* _Goals_
a - Answer these questions using the article on the Toronto march for the Wet’suwet’en land defenders, marking each answer with its number:
(i) How far did the marchers walk, and between which two places?
(ii) Which company received the expanded injunction from the Supreme Court of British Columbia?
(iii) In what decade and where was the keffiyeh popularized as a revolutionist symbol?
b - Using the article on the Toronto march for the Wet’suwet’en land defenders, decide whether each statement below agrees with it. Answer yes or no for each, quoting the words that decide it.
(i) The rally was held on Family Day.
(ii) The pipeline is 760 kilometres long.
(iii) The British Mandate encouraged Palestinians to wear the keffiyeh.
c - From the article on the Toronto march for the Wet’suwet’en land defenders, write out the part that opens with the words containing "Many protesters at" and closes with "to the day.".

* _Passage to read_
......
From Turtle Island to Palestine, occupation is a crime

Tijana Martin, The Canadian Press

THE CANADIAN PRESS/Tijana Martin

*Written for York University’s Excalibur. Published in print March 04, 2020, but not released online.


Unified chants reverberated through the streets of Toronto on February 17, 2020. With Family Day coinciding with the date of the rally, generations of loved ones gathered to march the 4 kilometres from Christie Pits to Queen’s Park, in solidarity with the land defenders of the Wet’suwet’en territory.

On December 31, 2019, the Supreme Court of British Columbia granted Coastal GasLink an expanded injunction to clear the way and begin construction of their pipeline project—a 670-kilometre natural gas pipeline running through B.C. and cutting across traditional Wet’suwet’en lands.

The Wet’suwet’en peoples, however, never ceded their land rights to the Canadian government.

Despite this, on February 6, 2020, the Royal Canadian Mounted Police began moving in. The RCMP made arrests of peaceful protesters sitting in at the pipeline construction site, which then incited demonstrations of solidarity across the nation. Over two dozen protesters have since been arrested, with numbers still rising.

This past Family Day, residents from across the Greater Toronto Area gathered at the heart of the city to show support and solidarity with Indigenous land defenders.

Families marched through the streets with signs reading “Reconciliation is dead,” “No consent, no pipeline,” and “Wet’suwet’en Strong,” amongst many others. Ralliers carried inverted Canada flags and chanted “Shut down Canada,” in response to the aggression demonstrated by RCMP officers towards the civil disobedience being practiced on Wet’suwet’en land.

Many protesters at the march were sporting the keffiyeh, a checkered scarf popularized as a revolutionist symbol in 1930s Palestine, during the revolt against British colonizers. Protesters of the British regime wore keffiyehs to hide their identity when clashing with authority. The British Mandate then banned the printed scarf as it was a symbol of the rebellion, so all Palestinians began to wear them in solidarity with the rebels. It remains a symbol of resistance to the day.
......
* _Supplied material_

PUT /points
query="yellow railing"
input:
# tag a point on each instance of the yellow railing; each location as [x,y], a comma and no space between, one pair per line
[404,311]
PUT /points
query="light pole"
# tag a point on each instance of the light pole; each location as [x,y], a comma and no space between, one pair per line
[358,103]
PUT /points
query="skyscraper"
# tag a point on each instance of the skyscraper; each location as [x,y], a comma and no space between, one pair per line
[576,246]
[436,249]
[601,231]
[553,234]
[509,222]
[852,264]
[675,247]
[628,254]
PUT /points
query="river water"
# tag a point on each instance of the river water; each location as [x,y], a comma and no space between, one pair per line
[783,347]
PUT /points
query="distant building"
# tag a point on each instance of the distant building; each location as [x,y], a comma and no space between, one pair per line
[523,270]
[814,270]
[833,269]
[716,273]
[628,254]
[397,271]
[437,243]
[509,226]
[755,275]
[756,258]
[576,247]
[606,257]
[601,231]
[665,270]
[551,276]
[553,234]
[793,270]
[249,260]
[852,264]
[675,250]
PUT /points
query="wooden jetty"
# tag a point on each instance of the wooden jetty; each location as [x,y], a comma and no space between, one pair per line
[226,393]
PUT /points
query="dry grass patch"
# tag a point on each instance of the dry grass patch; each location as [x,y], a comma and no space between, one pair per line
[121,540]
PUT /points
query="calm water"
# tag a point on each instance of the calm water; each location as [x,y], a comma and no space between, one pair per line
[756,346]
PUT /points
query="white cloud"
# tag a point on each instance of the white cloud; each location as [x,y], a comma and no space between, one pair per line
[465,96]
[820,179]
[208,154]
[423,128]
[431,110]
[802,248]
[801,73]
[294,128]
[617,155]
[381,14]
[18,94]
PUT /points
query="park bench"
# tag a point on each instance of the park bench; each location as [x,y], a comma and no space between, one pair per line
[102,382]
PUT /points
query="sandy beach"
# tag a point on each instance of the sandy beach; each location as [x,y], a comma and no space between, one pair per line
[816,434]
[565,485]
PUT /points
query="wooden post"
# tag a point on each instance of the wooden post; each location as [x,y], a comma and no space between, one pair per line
......
* _Correct answers_
a -
(i) The marchers walked 4 kilometres, from Christie Pits to Queen’s Park.
(ii) Coastal GasLink received the expanded injunction.
(iii) The keffiyeh was popularized as a revolutionist symbol in the 1930s, in Palestine.

b -
(i) Yes: "With Family Day coinciding with the date of the rally"
(ii) No: "a 670-kilometre natural gas pipeline running through B.C."
(iii) No: "The British Mandate then banned the printed scarf as it was a symbol of the rebellion"

c -
Many protesters at the march were sporting the keffiyeh, a checkered scarf popularized as a revolutionist symbol in 1930s Palestine, during the revolt against British colonizers. Protesters of the British regime wore keffiyehs to hide their identity when clashing with authority. The British Mandate then banned the printed scarf as it was a symbol of the rebellion, so all Palestinians began to wear them in solidarity with the rebels. It remains a symbol of resistance to the day.